(Records from a data source)
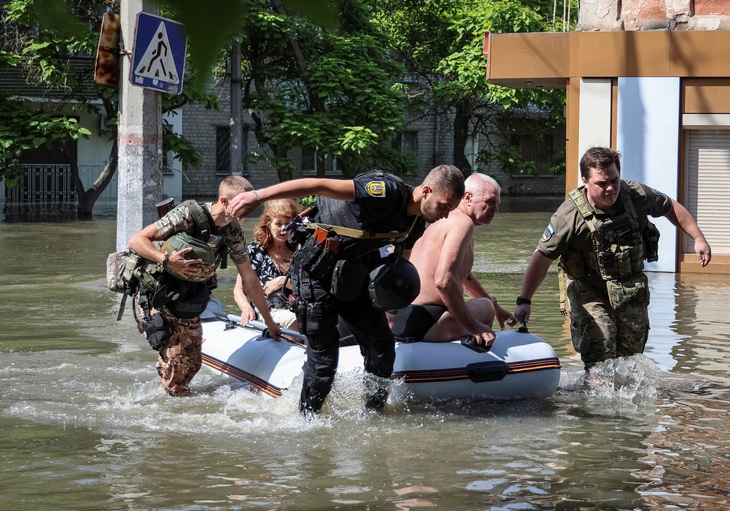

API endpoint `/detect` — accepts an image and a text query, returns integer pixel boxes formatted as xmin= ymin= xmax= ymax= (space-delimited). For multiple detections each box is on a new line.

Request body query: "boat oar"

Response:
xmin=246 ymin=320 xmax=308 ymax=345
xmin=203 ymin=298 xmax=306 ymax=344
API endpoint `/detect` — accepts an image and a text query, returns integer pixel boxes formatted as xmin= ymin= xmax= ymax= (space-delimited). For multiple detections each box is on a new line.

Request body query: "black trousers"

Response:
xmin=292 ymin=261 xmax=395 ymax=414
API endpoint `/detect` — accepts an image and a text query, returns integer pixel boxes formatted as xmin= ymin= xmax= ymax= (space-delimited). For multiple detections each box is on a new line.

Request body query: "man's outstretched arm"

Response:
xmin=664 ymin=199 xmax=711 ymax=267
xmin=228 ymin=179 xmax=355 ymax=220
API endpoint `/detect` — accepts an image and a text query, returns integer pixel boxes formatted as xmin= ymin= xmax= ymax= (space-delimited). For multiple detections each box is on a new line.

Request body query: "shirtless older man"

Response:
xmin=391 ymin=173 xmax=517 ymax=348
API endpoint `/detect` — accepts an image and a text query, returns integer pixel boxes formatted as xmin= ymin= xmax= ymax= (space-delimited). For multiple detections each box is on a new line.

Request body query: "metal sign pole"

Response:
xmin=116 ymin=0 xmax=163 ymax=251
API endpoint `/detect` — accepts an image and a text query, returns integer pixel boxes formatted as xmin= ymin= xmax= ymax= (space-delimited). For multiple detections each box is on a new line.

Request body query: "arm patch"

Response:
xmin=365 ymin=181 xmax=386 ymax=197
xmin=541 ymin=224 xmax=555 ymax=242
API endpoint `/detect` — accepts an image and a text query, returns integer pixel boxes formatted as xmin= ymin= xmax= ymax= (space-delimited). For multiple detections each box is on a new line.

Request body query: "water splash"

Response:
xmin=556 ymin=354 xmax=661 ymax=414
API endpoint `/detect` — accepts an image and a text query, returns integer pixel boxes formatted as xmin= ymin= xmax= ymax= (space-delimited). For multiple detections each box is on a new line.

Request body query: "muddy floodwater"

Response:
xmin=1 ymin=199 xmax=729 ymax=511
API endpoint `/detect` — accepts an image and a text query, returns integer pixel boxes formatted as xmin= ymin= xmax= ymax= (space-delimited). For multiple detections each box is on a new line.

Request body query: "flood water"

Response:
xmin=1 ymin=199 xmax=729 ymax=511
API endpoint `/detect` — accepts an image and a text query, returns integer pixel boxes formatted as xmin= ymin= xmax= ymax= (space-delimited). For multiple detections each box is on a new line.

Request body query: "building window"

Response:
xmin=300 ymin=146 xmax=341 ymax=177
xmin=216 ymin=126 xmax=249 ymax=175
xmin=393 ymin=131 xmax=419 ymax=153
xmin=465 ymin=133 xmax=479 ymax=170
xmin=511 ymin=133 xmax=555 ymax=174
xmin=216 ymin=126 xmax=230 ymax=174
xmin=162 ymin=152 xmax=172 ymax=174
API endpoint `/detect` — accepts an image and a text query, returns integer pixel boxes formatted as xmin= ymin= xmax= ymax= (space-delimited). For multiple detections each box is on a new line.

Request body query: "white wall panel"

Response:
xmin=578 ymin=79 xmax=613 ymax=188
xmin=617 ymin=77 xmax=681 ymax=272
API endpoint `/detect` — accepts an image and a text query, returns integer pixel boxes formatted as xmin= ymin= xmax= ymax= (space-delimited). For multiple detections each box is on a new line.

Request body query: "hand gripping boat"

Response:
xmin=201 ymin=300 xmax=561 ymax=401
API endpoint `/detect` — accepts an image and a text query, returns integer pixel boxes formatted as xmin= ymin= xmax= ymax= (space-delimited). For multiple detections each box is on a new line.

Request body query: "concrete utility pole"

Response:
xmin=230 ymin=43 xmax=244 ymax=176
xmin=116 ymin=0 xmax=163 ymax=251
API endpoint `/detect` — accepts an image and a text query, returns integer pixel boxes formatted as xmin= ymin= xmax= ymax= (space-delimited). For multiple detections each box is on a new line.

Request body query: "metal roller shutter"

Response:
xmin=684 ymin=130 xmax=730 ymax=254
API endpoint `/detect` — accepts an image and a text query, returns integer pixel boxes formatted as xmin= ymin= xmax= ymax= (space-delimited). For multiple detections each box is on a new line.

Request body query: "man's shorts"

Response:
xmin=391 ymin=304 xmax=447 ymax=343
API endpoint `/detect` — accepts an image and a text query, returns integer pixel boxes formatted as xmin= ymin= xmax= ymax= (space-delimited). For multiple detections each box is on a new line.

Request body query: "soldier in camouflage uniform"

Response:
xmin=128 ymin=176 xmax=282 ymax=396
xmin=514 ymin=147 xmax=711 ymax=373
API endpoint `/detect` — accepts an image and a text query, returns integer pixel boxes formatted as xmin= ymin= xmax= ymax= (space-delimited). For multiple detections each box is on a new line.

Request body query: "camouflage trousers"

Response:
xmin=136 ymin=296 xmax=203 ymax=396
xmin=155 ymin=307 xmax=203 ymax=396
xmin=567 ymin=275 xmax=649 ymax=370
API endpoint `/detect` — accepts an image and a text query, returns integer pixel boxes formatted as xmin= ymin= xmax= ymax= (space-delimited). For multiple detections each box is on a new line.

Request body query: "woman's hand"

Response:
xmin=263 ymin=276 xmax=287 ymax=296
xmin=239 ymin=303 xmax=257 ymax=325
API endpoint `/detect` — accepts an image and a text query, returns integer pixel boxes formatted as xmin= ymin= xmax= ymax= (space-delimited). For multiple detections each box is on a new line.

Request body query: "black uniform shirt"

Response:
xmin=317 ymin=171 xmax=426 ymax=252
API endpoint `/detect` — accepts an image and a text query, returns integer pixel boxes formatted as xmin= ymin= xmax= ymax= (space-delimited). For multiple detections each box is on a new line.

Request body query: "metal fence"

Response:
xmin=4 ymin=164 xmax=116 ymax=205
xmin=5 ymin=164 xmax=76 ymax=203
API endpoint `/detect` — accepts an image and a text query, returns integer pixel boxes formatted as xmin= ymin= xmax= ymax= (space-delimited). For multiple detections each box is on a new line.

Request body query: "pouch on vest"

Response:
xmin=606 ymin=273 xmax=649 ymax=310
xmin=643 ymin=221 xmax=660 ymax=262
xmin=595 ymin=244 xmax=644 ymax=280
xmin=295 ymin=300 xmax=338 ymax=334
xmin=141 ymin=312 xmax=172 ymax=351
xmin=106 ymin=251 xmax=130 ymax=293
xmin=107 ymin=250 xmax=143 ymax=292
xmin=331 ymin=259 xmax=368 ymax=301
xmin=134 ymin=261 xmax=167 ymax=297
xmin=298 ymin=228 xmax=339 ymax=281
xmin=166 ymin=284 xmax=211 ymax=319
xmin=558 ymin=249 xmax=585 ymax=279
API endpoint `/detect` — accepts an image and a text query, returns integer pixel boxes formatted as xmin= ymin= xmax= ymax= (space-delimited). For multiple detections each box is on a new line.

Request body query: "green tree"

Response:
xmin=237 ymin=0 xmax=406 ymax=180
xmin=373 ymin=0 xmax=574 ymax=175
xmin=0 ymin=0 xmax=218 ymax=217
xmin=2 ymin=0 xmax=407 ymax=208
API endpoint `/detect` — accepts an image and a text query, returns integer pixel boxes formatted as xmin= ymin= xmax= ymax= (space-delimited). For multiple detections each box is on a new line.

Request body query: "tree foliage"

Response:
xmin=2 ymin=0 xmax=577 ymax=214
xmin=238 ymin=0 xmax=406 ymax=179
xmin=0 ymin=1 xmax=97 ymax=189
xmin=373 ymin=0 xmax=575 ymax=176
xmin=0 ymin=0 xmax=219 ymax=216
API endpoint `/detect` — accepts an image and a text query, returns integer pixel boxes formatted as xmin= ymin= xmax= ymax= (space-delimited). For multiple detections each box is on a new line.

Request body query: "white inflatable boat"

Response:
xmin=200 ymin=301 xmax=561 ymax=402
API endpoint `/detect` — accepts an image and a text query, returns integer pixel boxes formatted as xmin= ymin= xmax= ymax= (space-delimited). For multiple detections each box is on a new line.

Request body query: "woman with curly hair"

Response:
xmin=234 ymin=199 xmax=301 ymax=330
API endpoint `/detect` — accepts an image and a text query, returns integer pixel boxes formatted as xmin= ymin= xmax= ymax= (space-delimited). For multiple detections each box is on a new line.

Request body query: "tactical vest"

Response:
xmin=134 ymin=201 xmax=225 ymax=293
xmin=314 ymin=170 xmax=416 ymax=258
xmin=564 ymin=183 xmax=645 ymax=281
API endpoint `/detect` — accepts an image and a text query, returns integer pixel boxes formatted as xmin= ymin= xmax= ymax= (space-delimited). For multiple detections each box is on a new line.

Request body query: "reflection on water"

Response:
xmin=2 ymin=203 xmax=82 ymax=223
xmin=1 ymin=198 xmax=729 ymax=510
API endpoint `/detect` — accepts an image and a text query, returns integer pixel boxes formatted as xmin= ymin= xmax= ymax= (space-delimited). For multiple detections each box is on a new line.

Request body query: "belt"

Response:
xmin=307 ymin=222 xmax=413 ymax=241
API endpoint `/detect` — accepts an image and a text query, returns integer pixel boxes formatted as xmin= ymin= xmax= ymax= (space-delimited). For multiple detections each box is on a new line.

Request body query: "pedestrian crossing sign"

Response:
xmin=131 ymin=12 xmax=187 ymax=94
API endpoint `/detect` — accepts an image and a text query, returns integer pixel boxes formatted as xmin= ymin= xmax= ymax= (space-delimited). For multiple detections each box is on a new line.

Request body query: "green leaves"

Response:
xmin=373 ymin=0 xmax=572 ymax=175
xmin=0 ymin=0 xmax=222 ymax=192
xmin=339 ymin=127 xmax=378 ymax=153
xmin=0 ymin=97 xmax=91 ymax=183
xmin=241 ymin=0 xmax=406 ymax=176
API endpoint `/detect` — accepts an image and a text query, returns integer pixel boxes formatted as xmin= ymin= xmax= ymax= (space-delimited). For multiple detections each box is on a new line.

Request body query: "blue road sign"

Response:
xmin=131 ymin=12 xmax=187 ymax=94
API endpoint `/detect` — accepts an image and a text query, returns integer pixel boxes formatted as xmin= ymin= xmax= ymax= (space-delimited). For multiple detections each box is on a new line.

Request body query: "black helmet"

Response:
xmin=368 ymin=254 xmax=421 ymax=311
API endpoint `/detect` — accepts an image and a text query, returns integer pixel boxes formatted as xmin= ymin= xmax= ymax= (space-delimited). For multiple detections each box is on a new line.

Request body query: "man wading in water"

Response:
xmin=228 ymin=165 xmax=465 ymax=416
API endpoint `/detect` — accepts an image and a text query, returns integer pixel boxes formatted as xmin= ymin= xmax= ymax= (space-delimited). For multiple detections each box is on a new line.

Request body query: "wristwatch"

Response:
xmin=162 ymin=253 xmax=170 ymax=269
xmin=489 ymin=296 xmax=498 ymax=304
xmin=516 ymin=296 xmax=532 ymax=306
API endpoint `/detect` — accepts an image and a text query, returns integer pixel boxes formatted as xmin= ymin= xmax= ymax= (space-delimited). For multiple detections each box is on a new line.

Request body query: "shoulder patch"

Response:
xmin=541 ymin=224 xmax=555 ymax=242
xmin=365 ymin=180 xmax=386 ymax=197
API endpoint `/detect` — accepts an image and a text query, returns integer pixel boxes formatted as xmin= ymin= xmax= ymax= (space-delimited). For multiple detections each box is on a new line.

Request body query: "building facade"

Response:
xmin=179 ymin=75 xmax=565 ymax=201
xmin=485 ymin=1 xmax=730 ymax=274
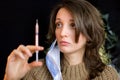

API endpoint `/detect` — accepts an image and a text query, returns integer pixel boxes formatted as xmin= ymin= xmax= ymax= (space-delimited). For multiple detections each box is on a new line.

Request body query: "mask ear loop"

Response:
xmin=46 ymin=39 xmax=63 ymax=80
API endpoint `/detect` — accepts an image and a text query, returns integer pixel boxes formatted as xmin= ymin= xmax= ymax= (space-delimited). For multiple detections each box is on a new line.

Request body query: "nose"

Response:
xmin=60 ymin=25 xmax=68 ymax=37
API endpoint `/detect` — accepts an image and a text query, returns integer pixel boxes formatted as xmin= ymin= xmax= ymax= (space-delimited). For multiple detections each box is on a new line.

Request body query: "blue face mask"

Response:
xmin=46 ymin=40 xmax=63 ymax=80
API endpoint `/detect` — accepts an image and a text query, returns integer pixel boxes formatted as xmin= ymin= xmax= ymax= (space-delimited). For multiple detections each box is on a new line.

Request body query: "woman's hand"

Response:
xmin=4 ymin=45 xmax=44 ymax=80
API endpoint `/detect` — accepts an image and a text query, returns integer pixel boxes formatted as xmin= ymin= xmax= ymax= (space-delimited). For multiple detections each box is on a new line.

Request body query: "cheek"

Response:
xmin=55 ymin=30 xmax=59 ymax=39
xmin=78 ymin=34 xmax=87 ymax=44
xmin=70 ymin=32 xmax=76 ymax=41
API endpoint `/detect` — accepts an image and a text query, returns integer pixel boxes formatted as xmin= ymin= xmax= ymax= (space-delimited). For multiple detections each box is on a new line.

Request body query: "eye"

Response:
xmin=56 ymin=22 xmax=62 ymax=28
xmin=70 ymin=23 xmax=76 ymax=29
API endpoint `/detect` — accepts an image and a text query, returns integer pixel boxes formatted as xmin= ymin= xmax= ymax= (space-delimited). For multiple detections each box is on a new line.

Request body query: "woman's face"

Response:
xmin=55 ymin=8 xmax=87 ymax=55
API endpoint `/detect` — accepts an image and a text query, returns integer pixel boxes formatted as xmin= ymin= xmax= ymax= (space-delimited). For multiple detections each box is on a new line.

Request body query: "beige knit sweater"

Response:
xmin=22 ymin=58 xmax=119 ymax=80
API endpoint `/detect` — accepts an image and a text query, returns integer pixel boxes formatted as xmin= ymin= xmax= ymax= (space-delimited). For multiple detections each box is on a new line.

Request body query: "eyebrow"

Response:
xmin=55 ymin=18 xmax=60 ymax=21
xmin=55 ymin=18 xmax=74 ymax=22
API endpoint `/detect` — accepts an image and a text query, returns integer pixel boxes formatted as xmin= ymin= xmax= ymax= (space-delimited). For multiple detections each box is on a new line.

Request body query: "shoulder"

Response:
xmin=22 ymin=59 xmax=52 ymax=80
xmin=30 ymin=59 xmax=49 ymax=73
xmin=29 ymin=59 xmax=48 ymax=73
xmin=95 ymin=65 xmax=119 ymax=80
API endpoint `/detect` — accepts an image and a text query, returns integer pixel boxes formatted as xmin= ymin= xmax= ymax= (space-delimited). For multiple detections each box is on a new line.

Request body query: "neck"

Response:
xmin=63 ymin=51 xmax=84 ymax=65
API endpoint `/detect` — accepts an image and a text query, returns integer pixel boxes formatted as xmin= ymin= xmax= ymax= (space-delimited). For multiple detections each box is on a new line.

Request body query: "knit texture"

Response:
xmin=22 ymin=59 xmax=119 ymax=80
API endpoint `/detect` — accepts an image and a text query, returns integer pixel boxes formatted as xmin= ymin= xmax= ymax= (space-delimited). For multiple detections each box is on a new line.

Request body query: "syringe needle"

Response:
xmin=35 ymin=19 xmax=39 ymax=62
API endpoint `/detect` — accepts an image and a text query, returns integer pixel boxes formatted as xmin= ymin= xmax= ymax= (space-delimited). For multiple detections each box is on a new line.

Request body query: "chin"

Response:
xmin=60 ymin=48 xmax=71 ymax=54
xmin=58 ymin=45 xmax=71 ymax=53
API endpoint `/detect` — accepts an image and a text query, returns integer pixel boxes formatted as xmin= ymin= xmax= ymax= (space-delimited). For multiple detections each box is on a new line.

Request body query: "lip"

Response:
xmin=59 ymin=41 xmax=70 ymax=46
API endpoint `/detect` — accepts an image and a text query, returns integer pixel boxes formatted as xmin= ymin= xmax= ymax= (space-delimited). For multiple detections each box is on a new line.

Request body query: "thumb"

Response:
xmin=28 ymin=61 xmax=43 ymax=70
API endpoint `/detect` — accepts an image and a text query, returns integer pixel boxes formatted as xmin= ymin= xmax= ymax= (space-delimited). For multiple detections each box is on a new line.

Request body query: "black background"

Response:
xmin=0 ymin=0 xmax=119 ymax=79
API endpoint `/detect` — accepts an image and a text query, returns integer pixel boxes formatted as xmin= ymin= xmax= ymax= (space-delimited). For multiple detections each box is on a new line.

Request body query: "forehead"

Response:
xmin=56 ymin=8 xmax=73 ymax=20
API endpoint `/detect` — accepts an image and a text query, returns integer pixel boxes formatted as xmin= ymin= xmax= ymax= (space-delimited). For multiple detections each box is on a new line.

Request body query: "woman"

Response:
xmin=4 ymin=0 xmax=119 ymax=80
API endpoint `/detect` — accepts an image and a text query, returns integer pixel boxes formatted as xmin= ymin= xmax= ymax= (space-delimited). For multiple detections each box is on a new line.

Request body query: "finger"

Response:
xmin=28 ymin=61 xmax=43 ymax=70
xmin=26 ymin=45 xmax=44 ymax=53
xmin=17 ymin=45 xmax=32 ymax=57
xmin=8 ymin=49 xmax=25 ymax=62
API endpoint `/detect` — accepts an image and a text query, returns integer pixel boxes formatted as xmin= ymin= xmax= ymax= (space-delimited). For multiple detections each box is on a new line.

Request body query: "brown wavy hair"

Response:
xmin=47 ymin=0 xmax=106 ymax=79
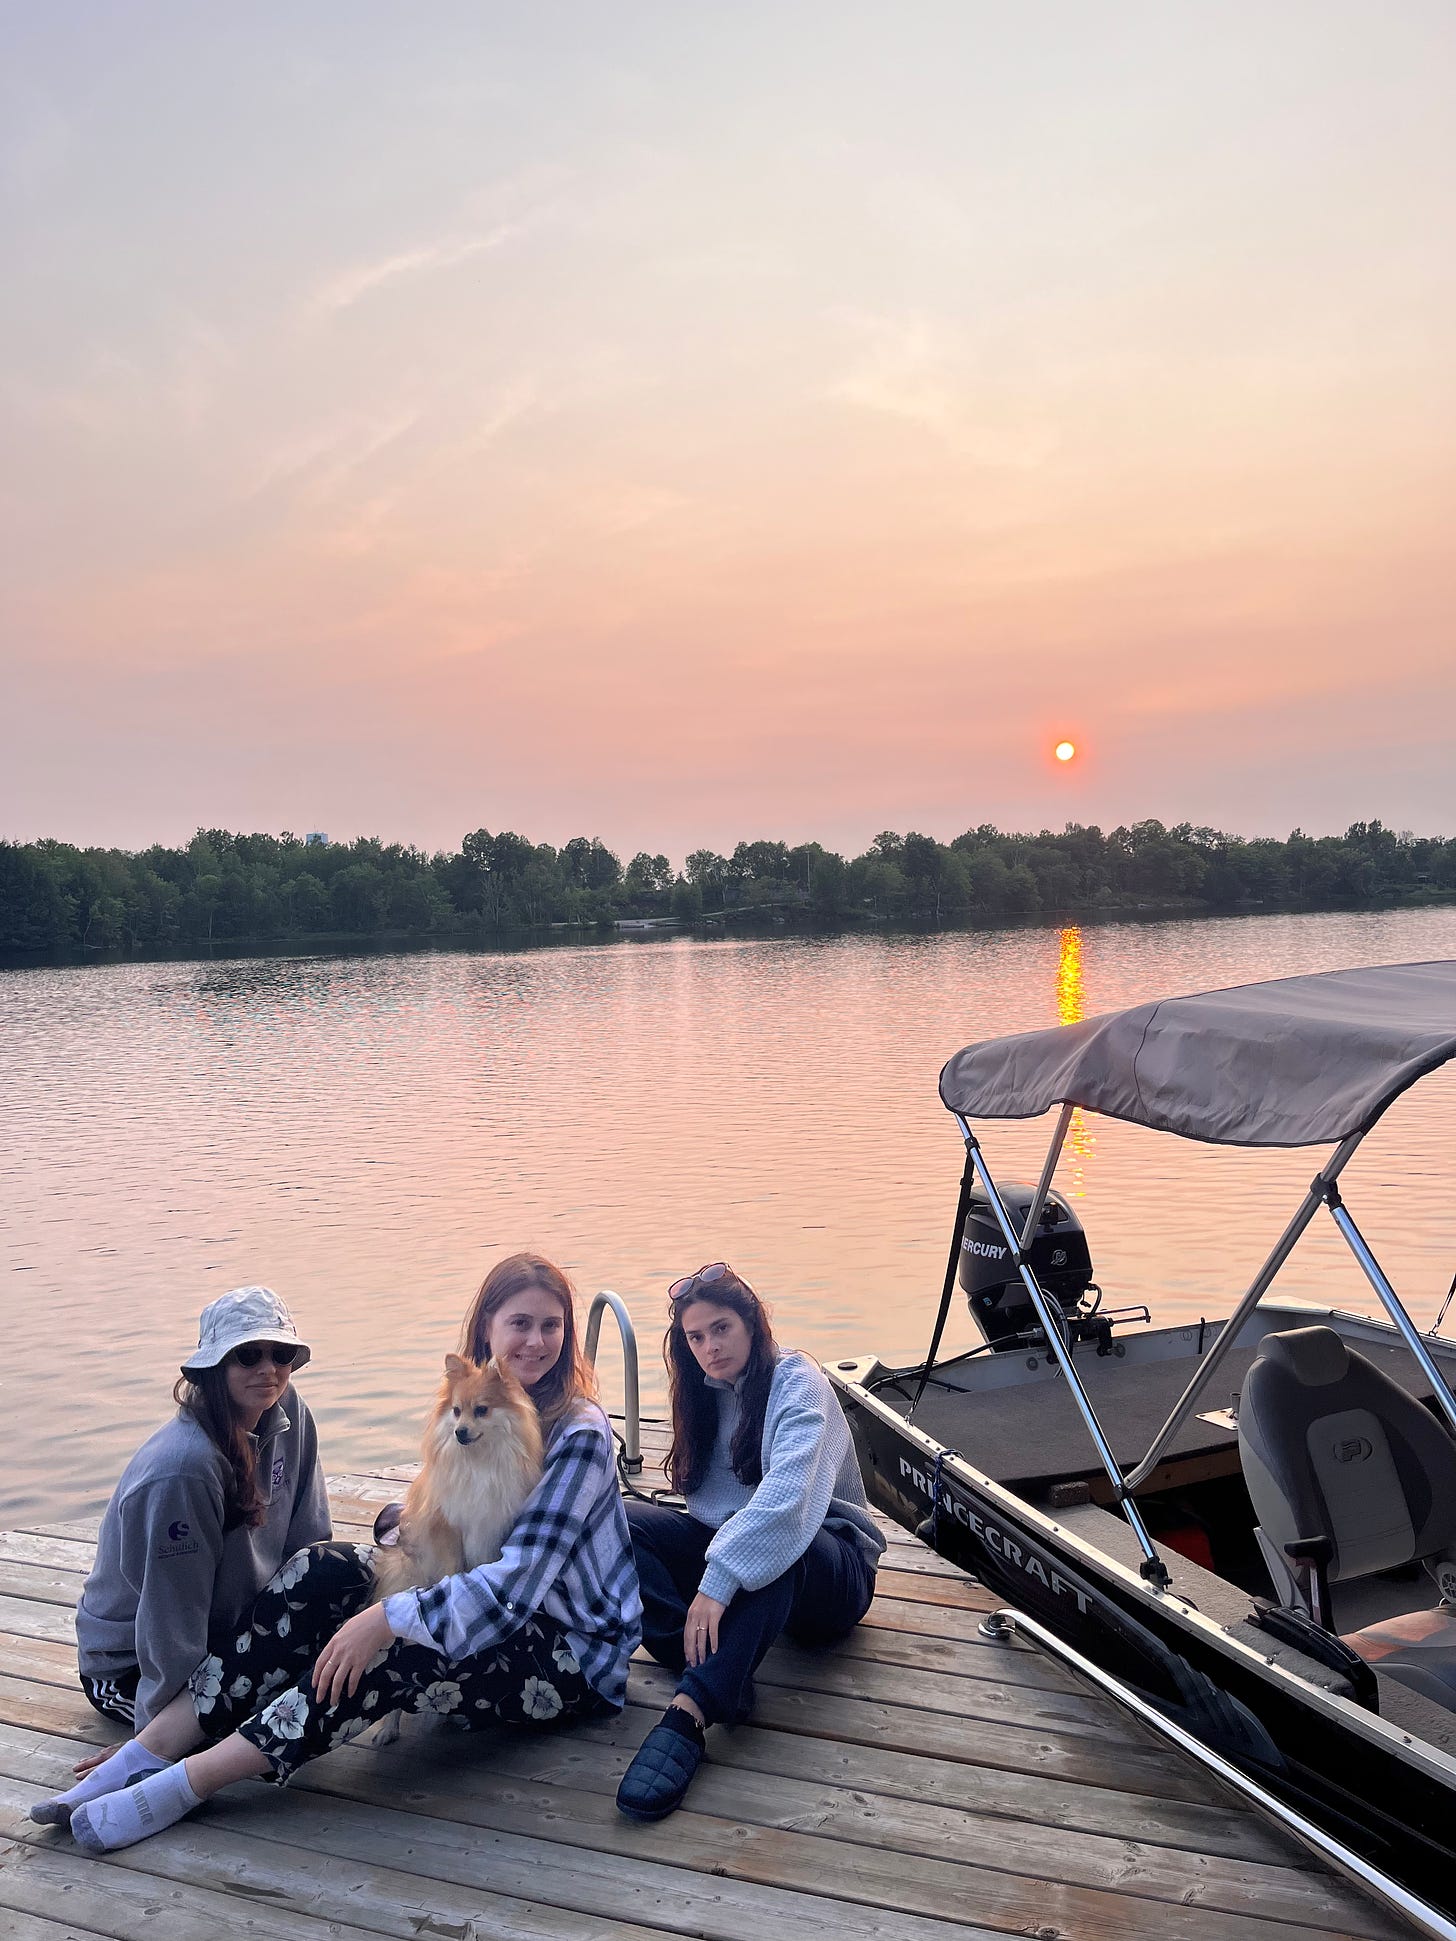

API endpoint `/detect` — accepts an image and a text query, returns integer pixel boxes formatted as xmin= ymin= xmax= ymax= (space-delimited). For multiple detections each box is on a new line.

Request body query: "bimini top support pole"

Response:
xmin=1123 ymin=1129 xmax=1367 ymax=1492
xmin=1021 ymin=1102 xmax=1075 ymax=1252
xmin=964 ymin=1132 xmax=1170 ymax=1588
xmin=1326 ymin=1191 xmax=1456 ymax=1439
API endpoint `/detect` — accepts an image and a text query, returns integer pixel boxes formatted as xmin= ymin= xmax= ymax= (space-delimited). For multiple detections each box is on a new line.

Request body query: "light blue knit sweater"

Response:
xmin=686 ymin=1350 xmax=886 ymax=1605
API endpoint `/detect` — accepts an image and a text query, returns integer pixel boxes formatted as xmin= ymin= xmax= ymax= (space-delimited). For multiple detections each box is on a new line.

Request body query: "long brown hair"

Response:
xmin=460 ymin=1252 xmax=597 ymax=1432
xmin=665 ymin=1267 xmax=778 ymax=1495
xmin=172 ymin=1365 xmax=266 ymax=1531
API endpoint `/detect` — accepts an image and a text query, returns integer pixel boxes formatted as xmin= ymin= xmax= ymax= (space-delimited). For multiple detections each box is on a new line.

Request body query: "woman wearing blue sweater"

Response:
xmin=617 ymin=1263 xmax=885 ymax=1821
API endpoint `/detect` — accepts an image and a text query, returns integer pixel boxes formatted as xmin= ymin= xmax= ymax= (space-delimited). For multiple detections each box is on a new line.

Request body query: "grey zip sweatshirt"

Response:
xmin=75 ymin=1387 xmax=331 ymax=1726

● **Instructions for the task**: All lines above containing the string "tree" are to be collected.

● **Response to the task**:
Request body query: "green tree"
Request body query: "tree foliage"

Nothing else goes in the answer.